-- begin PASSAGE GIVEN --
Matter is made up of minuscule particles which, governed by the thermodynamic conditions, will interact to form one of several possible macroscopic phases: solid, liquid or gas. Although technically, the phases of matter may also include such variations as plasmas and Bose-Einstein condensates among others, in general chemistry our discussion will be concerned with the three phases common on the earth. Solids have a fixed volume and shape. Liquids have a fixed volume but take the shape of the portion of the container they occupy, and gases assume the shape and volume of the container they occupy. Our concern will be with the intrinsic properties of each phase and the thermodynamic factors underlying the transformation of one state of matter to another in phase change processes.
Phase equilibria diagrams, the behavior of real gases, and the vapor pressure related phenomena are perenial MCAT favorites. With liquids, surface tension and capillary action have both shown up on many exams. Occasionally, an MCAT will expect students at least to be familiar with the terminology of crystal structure in solids. In other words, as core general chemistry knowledge, you should expect to see questions from this material on your exam.
States of Matter Practice Items
Conceptual Vocabulary Self-Test
Basic Terms Crossword Puzzle
Basic Puzzle Solution
Conceptual Vocabulary for The States of Matter
A state of matter is one of the many ways that matter can interact with itself to form a macroscopic, homogenous phase.
A solid object is in the states of matter characterized by resistance to deformation and changes of volume.
A liquid is a fluid that can freely form a distinct surface at the boundaries of its bulk material.
The boiling point of a substance is the maximum temperature at which a liquid can remain a liquid at a given pressure.
The enthalpy of vaporization is the energy required to transform a given quantity of a substance into a gas, measured at the boiling point of the substance.
The enthalpy of fusion is the amount of thermal energy which must be absorbed or evolved at the melting point for 1 mole of a substance to change states from a solid to a liquid or vice versa.
The melting point of a crystalline solid is the temperature range at which it changes state from solid to liquid.
The dew point is the temperature to which a given parcel of air must be cooled, at constant barometric pressure, for water vapor to condense into water.
-- end PASSAGE GIVEN --
Pick up the states of matter text above after its definition of the dew point, and add further one-sentence definitions in the same style.
-- begin INFORMATION SUPPLIED --
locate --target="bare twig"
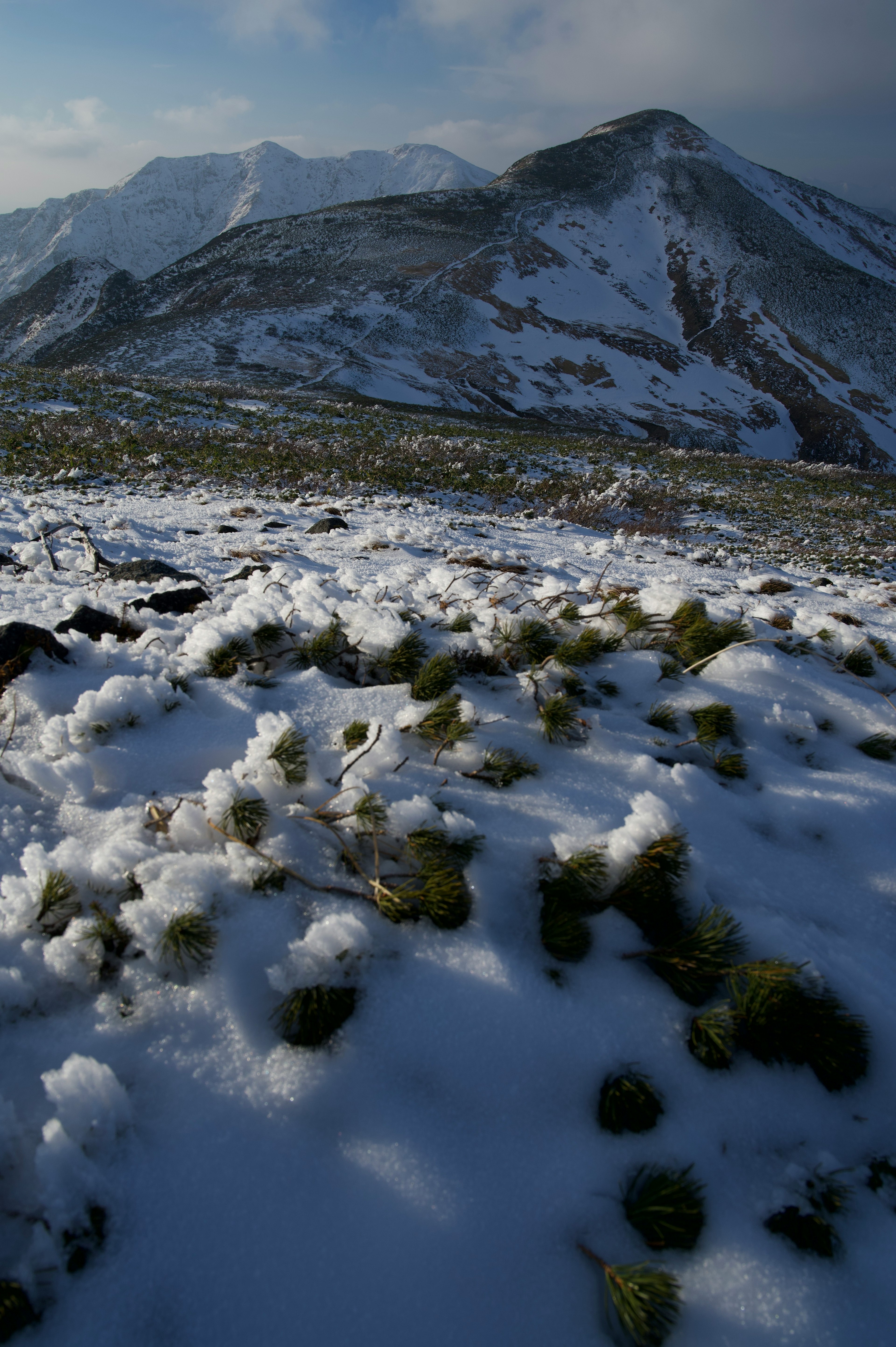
[0,692,17,762]
[205,819,373,901]
[330,723,383,785]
-- end INFORMATION SUPPLIED --
WRITTEN REPLY
Surface tension is an effect within the surface layer of a liquid that causes that layer to behave as an elastic sheet.
Crystalline solids are a class of solids that have regular or nearly-regular structures, meaning that the atoms in these solids are arranged in an orderly manner
Freezing is the process whereby a liquid turns to a solid.
Evaporation is the process by which molecules in a liquid state spontaneously become gaseous without being heated to boiling point.
Vapor pressure is the pressure of a gaseous phase in equilibrium with its non-gaseous phases.
In a mixture of ideal gases, each gas has a partial pressure which is the pressure which the gas would have if it alone occupied the volume.
Condensation is the change in matter of a substance to a denser phase, such as a gas to a liquid.
An amorphous solid is a solid in which there is no long-range order of the positions of the atoms.
Capillary action is the ability of a substance to draw another substance into it.
A meniscus is a curve in the surface of a liquid and is produced in response to the surface of the container or another object.
A plasma is typically an ionized gas, considered to be a distinct state of matter, apart from gases, because of its unique properties.
A phase is a set of states of a macroscopic physical system that have relatively uniform chemical composition and physical properties
Vapor is the gas phase component present along with a solid or liquid sample of matter which does not completely fill its container.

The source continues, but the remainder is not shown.